━━━━━ Page excerpt ━━━━━
中央研究院 資訊科學研究所

When studying genetic diseases in which genetic variations are passed on to offspring, the ability to distinguish between paternal and maternal alleles is essential. Determining haplotypes from genotype data is called haplotype inference. Most existing computational algorithms for haplotype inference have been designed to use genotype data collected from individuals in the form of a pedigree. A haplotype is regarded as a hereditary unit and therefore input pedigrees are preferred that are free of mutational events and have a minimum number of genetic recombinational events. These ideas motivated the zero-recombinant haplotype configuration (ZRHC) problem, which strictly follows the Mendelian law of inheritance, namely that one haplotype of each child is inherited from the father and the other haplotype is inherited from the mother, both without any mutation. So far no linear-time algorithm for ZRHC has been proposed for general pedigrees, even though the number of mating loops in a human pedigree is usually very small and can be regarded as constant.

Given a pedigree with n individuals, m marker loci, and k mating loops, we proposed an algorithm that can provide a general solution to the zero-recombinant haplotype configuration problem in O(kmn +k²m) time. In addition, this algorithm can be modified to detect inconsistencies within the genotype data without loss of efficiency. The proposed algorithm was subject to 12000 experiments to verify its performance using different (n, m) combinations. The value of k was uniformly distributed between zero and six throughout all experiments. The experimental results show a great linearity in terms of execution time in relation to input size when both n and m are larger than 100. For those experiments where n or mare less than 100, the proposed algorithm runs very fast, in thousandth to hundredth of a second, on a personal desktop computer.
━━━━━ Material shown ━━━━━
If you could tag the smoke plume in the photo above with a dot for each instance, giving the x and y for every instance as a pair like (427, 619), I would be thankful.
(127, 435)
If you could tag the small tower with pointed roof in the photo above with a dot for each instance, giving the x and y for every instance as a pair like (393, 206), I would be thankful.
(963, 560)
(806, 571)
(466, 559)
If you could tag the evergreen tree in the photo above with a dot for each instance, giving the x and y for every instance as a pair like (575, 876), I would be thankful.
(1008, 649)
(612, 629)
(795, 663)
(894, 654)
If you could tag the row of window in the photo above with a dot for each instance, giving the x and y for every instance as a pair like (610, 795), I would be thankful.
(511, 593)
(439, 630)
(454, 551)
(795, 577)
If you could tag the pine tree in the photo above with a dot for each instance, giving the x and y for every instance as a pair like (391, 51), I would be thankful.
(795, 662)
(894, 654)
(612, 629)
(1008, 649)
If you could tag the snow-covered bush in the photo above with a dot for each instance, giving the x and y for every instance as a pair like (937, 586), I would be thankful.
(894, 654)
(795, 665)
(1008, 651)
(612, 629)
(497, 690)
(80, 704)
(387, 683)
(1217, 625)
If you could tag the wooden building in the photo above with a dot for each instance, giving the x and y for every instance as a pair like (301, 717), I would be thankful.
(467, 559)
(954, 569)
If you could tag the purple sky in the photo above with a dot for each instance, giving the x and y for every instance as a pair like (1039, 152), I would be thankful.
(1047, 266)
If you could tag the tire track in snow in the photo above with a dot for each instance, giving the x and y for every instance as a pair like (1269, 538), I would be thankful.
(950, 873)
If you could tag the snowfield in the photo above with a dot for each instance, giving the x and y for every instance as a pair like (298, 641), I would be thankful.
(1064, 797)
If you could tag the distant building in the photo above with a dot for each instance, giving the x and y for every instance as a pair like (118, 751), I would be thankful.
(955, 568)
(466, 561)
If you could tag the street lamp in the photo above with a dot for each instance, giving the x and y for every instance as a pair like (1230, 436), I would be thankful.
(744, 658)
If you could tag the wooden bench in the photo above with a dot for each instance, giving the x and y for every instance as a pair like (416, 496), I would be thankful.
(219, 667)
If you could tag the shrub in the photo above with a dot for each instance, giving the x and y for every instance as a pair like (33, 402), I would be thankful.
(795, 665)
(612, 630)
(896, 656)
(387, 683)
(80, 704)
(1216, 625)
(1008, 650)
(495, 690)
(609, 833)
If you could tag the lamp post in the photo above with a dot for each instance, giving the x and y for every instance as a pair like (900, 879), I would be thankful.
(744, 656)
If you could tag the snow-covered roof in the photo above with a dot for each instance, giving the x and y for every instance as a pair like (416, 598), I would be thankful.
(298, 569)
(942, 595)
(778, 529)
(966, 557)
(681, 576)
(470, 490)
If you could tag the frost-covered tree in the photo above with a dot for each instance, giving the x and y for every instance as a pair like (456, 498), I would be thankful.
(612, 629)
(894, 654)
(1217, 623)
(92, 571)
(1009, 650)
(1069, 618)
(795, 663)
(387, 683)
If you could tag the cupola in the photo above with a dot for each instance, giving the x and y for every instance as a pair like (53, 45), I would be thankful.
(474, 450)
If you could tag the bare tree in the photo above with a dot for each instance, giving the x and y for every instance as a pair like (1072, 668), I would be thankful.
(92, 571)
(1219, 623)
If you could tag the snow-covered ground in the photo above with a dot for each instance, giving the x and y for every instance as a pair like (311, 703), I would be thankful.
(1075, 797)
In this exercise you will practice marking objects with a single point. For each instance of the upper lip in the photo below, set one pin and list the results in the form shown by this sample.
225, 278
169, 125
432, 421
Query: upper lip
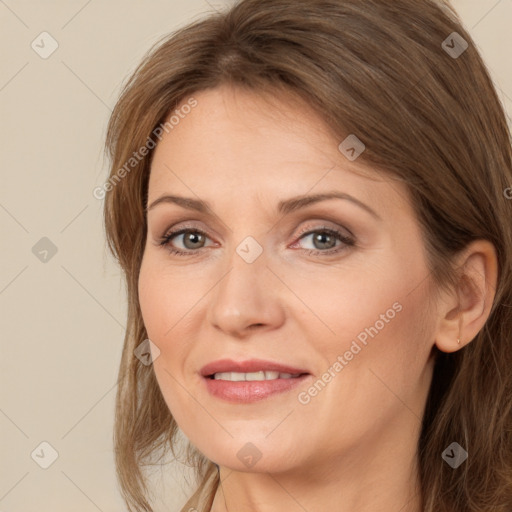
252, 365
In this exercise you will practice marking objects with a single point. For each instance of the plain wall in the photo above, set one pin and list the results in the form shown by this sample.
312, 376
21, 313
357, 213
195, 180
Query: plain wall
62, 320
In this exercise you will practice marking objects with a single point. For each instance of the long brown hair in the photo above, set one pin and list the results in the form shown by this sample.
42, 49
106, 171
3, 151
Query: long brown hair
394, 74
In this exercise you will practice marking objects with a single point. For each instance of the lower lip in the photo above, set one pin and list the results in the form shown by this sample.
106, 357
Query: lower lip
244, 392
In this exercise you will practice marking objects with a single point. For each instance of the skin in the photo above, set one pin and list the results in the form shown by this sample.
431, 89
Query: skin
352, 446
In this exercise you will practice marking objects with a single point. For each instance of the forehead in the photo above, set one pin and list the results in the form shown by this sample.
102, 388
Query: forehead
238, 141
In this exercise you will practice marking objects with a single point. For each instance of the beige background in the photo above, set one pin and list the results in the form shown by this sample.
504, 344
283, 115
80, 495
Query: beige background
62, 320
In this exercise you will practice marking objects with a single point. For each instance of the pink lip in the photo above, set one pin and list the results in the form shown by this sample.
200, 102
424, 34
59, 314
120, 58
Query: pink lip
252, 365
249, 391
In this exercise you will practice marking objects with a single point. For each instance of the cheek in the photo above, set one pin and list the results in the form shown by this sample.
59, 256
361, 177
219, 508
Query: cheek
166, 297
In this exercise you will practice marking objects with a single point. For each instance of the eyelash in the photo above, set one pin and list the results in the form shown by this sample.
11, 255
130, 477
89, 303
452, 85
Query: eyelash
347, 240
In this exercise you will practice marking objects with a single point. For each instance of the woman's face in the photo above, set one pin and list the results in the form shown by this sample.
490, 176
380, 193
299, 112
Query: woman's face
━━━━━
*Action item*
Rewrite everything in the haplotype inference abstract from "Given a pedigree" down to "personal desktop computer.", with "inconsistencies" changed to "errors".

*Your solution*
Given a pedigree with n individuals, m marker loci, and k mating loops, we proposed an algorithm that can provide a general solution to the zero-recombinant haplotype configuration problem in O(kmn +k²m) time. In addition, this algorithm can be modified to detect errors within the genotype data without loss of efficiency. The proposed algorithm was subject to 12000 experiments to verify its performance using different (n, m) combinations. The value of k was uniformly distributed between zero and six throughout all experiments. The experimental results show a great linearity in terms of execution time in relation to input size when both n and m are larger than 100. For those experiments where n or mare less than 100, the proposed algorithm runs very fast, in thousandth to hundredth of a second, on a personal desktop computer.